Page excerpt:
# Anyone tried this guy's books/lessons?



## kostein (Dec 14, 2010)

The Wizard of Shred Blog
I just stumbled across his site today, seems to have some interesting concepts. Has anyone tried some of his practicing techniques? I've been struggling lately and I'm a bit frustrated with my progress so I'm looking for something to help me speed it up a bit.


----------



## Might-is-Right (Dec 14, 2010)

I love his stuff. Claus has a unique way of presenting information but its definetely developed for those who are going to get in action and actually apply it. If you follow his programs for alternate picking or his new fretboard freedom program you will be surprised how much progress you'll make. 

If your not certain about his stuff spend some time on the blog. There are tons of free articles there. The site is really strange with all the random pics of women on it(?), I don't know what that is about but the content, if you use it, is gold.


----------



## Metalus (Dec 14, 2010)

Are his methods any different from an average teacher?


----------



## Might-is-Right (Dec 15, 2010)

I find it very different. He gets very much into the mental aspect of playing which may sound "boring" on the surface level but his stuff really works. I'd check out the site and read some of the blog articles and see if its your kind of thing.


----------



## ShreddingDragon (Dec 15, 2010)

This guy's stuff seems pretty well-polished. It sounds good and I like the fact that he gets into the mental aspect too, because practicing properly is really important. And yeah, the random pictures of women on every button and link feel weird - they look like some hair dye advertisements, only with "ULTIMATE ALTERNATE PICKING" underneath.


----------



## kostein (Dec 15, 2010)

Is his stuff for advanced players or for everyone?


----------

Rows:
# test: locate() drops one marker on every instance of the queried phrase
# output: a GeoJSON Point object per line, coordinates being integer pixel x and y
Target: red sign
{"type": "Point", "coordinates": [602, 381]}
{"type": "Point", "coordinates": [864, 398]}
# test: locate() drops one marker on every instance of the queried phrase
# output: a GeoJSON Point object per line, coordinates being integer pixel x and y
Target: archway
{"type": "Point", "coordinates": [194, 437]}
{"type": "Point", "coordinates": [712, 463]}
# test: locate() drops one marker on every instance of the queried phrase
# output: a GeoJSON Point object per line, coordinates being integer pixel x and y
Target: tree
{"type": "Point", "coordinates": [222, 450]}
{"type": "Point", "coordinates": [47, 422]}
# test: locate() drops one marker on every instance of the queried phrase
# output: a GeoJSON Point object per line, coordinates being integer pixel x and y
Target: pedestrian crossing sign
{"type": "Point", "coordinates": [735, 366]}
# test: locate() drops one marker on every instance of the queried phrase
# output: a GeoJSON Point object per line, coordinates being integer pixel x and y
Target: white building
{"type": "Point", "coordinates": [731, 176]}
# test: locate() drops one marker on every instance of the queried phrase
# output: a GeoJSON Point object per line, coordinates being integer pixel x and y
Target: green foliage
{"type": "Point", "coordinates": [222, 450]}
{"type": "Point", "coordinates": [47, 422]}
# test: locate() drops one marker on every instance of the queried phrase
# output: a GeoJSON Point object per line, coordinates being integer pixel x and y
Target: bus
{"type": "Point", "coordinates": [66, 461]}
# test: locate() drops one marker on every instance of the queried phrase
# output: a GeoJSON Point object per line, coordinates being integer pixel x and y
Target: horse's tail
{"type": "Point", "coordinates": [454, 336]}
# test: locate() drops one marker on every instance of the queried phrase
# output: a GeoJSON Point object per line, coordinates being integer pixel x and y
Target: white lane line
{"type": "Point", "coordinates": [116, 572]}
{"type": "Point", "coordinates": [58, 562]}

Exercises:
**a)** Answer these from the forum thread about the guitar lessons:
(i) What is the name of the blog that kostein found?
(ii) Which two of Claus's programs does Might-is-Right name in the first reply?
(iii) According to ShreddingDragon, what words appear under the pictures of women?
**b)** Write out the part of the forum thread about the guitar lessons starting at "## kostein (Dec 14, 2010)" and ending at "Might-is-Right (Dec 14, 2010)", switching "frustrated" to "discouraged".

Task-by-task solutions:
**a)**
(i) The Wizard of Shred Blog
(ii) His program for alternate picking and his new fretboard freedom program
(iii) "ULTIMATE ALTERNATE PICKING"

**b)**
## kostein (Dec 14, 2010)

The Wizard of Shred Blog
I just stumbled across his site today, seems to have some interesting concepts. Has anyone tried some of his practicing techniques? I've been struggling lately and I'm a bit discouraged with my progress so I'm looking for something to help me speed it up a bit.


----------



## Might-is-Right (Dec 14, 2010)